[Records of labeled points]

··········

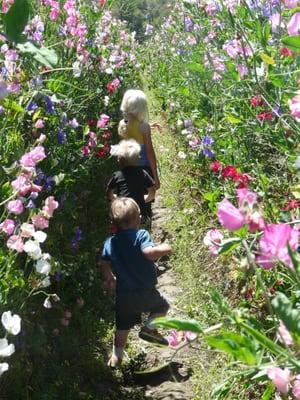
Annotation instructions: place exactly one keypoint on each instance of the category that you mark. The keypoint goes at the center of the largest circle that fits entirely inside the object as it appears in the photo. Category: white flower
(40, 236)
(47, 303)
(3, 368)
(12, 323)
(6, 349)
(43, 267)
(32, 248)
(181, 155)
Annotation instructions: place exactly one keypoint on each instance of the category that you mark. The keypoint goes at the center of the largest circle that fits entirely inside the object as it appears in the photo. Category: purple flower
(32, 106)
(207, 141)
(49, 105)
(208, 153)
(61, 137)
(76, 238)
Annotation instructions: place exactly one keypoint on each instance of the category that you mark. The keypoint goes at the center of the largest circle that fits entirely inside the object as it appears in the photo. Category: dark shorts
(130, 306)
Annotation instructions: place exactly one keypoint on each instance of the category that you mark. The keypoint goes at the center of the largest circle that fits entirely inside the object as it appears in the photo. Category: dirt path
(173, 381)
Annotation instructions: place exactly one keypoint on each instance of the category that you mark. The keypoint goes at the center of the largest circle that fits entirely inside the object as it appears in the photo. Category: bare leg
(120, 340)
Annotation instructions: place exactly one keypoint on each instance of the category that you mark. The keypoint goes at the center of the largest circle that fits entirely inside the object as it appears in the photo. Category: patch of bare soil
(155, 369)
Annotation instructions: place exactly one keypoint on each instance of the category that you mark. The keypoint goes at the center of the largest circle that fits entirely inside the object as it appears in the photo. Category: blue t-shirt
(132, 269)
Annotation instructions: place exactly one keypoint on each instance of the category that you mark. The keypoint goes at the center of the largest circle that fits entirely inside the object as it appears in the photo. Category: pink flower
(50, 206)
(296, 388)
(273, 245)
(246, 198)
(15, 243)
(15, 207)
(293, 25)
(40, 222)
(27, 230)
(103, 121)
(291, 3)
(294, 104)
(280, 378)
(39, 124)
(34, 156)
(21, 185)
(7, 226)
(284, 335)
(229, 216)
(242, 70)
(212, 239)
(113, 85)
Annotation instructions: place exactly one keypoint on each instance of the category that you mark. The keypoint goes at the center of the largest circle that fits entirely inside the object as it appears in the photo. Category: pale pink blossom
(15, 207)
(229, 216)
(284, 335)
(7, 226)
(40, 222)
(213, 239)
(50, 206)
(15, 243)
(293, 25)
(273, 245)
(281, 378)
(296, 388)
(27, 230)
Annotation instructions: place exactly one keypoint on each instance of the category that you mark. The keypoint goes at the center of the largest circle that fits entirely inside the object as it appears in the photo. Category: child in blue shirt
(128, 267)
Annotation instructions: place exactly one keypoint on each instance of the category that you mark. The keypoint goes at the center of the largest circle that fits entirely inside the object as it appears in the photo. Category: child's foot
(153, 336)
(114, 362)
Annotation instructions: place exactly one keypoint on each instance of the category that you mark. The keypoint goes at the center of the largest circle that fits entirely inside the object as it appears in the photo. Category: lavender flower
(61, 137)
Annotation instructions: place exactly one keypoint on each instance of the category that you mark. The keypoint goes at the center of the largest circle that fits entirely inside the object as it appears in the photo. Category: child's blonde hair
(125, 212)
(135, 103)
(127, 151)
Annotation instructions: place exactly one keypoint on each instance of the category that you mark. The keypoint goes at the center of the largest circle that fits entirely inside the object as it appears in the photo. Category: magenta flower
(40, 222)
(15, 207)
(273, 245)
(280, 378)
(229, 216)
(294, 104)
(213, 239)
(50, 206)
(7, 226)
(284, 335)
(293, 25)
(15, 243)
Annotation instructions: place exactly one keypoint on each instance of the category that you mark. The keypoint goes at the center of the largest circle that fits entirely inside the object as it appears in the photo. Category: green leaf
(235, 344)
(292, 42)
(285, 311)
(228, 245)
(16, 19)
(180, 325)
(233, 119)
(43, 55)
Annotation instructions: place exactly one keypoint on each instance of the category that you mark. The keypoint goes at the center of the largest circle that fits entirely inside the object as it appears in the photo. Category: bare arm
(145, 128)
(156, 252)
(150, 195)
(109, 278)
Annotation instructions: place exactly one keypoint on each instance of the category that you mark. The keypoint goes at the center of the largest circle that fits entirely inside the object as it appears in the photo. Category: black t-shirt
(132, 182)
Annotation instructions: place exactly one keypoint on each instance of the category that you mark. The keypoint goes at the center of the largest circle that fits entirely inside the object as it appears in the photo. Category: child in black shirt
(131, 180)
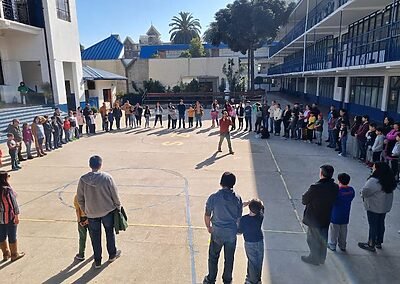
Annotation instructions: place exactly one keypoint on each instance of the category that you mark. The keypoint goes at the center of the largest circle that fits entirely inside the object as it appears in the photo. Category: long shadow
(90, 274)
(70, 270)
(209, 161)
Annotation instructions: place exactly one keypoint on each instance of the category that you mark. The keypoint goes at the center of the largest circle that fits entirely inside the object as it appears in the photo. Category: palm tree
(184, 28)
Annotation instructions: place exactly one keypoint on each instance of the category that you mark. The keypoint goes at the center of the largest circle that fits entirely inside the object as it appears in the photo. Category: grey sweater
(374, 198)
(97, 194)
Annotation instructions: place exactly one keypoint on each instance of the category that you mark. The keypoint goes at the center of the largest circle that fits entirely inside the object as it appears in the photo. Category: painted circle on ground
(168, 184)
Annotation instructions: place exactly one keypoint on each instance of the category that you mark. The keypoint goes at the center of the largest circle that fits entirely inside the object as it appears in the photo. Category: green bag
(120, 220)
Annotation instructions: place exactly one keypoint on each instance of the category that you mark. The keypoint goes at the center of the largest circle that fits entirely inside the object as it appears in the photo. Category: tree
(184, 28)
(246, 34)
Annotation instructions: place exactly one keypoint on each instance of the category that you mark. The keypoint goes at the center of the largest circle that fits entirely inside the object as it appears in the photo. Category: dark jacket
(319, 200)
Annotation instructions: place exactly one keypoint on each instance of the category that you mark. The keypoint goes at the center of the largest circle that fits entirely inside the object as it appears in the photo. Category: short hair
(256, 206)
(228, 179)
(344, 178)
(95, 162)
(327, 171)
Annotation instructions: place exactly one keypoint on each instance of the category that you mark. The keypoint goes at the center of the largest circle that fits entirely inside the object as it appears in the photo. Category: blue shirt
(250, 226)
(341, 208)
(225, 208)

··········

- _JOB_
Beginning at the line that contains "Category: grey sweater", retype each line of the listing up to and including the last one, exactly as it stands, and nothing else.

- _FINISHED TASK_
Annotation instructions: place exactly one keypoint on each instance of the category that you mark. The keypoint goes at the center of the largest circle that fits entirely inside the object as it appears in the photo. Category: grey sweater
(374, 198)
(97, 194)
Annotation instructions: place exactly one keypoint on each instance of the category that you mark. The keypoint goes at the center of the largest circle that fits entirely inside the object as it appears in the photo. Category: painted circle on ground
(168, 184)
Annotation instructions: place exactly one keypoint on each instance of the category that you mark. The keypoint goes at the center of the largest circle that fits entirely inside the object as it appears in the photo. Category: green bag
(120, 220)
Annotation instructions: place exactly one keypoint on each instance of the category that you mark. The keypoint goes at the center of the largest circle that fits entirely inside the object as it appears in the photo. Category: tree
(184, 28)
(246, 34)
Annotation instructions: place exactly one keypoint on each instance of the category that you mark. The keypoint goes at the center of the largest circle that fits entirely inside the object as it appears in the photo. Category: dark jacket
(319, 200)
Annotation instructions: place exactly one keypoint on each instance of the category that you mark. The keypoint goes at the center of the largest circle that fits entirely inside the object as it appears in the photo. Category: short hair
(256, 206)
(228, 179)
(344, 178)
(95, 162)
(327, 171)
Annotation instructions: place exactly one keypoint on each instance of the category that you mark. The keypoint goes at the center of the largest circle that fits entirely inside the object as it appears in the photo. Category: blue shirt
(250, 226)
(341, 208)
(225, 208)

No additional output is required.